::: RECORDS PROVIDED
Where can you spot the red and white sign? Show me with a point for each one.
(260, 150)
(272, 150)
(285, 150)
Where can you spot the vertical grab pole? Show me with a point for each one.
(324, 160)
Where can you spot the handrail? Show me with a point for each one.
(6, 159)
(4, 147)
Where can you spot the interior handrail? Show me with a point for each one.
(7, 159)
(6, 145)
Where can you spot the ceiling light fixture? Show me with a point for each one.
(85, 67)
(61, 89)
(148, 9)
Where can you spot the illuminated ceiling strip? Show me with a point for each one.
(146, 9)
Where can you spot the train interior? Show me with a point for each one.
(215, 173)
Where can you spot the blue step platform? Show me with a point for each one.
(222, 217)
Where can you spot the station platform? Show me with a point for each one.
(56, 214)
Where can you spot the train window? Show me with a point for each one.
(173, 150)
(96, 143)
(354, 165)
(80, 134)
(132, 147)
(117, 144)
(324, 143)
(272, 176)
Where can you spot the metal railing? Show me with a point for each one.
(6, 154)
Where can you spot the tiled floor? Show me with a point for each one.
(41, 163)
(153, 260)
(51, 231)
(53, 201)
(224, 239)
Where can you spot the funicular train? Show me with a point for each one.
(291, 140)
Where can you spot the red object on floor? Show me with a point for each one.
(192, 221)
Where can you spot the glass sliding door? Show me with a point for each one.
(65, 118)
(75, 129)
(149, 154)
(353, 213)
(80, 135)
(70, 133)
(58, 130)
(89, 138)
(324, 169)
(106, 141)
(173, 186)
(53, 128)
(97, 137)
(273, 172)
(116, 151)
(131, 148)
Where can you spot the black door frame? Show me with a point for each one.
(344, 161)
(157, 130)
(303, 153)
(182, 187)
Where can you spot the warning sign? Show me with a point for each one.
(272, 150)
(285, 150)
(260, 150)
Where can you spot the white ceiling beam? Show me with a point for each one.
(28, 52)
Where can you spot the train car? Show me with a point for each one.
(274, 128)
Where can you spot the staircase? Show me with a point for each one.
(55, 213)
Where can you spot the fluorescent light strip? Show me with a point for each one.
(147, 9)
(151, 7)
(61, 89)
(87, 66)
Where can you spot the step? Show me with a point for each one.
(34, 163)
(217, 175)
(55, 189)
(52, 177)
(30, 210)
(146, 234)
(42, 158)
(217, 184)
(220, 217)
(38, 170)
::::::
ACTION ITEM
Please retype the data above exactly, including every line.

YOUR SOLUTION
Where can you spot the red and white sign? Show me with a point for each one.
(260, 150)
(272, 150)
(285, 150)
Where can you spot the vertical grab pole? Show me with a point for each one.
(324, 160)
Where can you spot the handrail? Show me with a point for each one.
(6, 159)
(4, 147)
Where can you spot the interior handrail? Show me with a point for each one.
(7, 159)
(6, 145)
Where can you spot the ceiling light fixture? Show me with a point for each one.
(85, 67)
(61, 89)
(148, 9)
Where can you spot the illuminated ceiling strip? Show me with a point for each one.
(146, 9)
Where can you spot the train interior? Show me with a point for each one.
(215, 173)
Where can you spot the blue step platform? Show me with a point for each one.
(222, 217)
Where can you spot the station platform? Show me with a point for each one.
(56, 214)
Where can you spot the train window? Show me with a point for each one.
(173, 150)
(96, 143)
(354, 165)
(80, 134)
(132, 147)
(117, 144)
(324, 143)
(272, 176)
Where can you spot the metal railing? Show me with a point for each one.
(6, 154)
Where can you spot the tiled floor? Show me with a point for each one.
(41, 163)
(153, 260)
(51, 231)
(53, 201)
(224, 239)
Where can you spot the funicular train? Show me with a point for each one.
(291, 140)
Where can you spot the red object on floor? Show me with a point for each one.
(192, 221)
Where can you spot the glass sliding door? Show me with a point for each one.
(65, 118)
(75, 129)
(149, 154)
(353, 213)
(80, 135)
(70, 133)
(58, 130)
(89, 138)
(324, 169)
(106, 141)
(173, 186)
(53, 128)
(97, 137)
(273, 172)
(116, 151)
(131, 148)
Where can you spot the black door frame? Show me with a point for each one.
(344, 161)
(157, 130)
(303, 153)
(182, 187)
Where can you spot the warning sign? Show me with a point for each one.
(272, 150)
(285, 150)
(260, 150)
Where can you spot the white ceiling beam? Show me with a point for each one.
(28, 52)
Where can you spot the train car? Show me with a point for each one.
(274, 128)
Where can you spot the staircase? Show me with a point for each one.
(55, 213)
Where can you spot the fluorescent light strip? Show me with a point for each one.
(147, 9)
(151, 7)
(61, 89)
(87, 66)
Where can you spot the step? Show me with a point for each one.
(34, 163)
(217, 175)
(55, 189)
(52, 177)
(30, 210)
(146, 234)
(42, 158)
(217, 184)
(220, 217)
(38, 170)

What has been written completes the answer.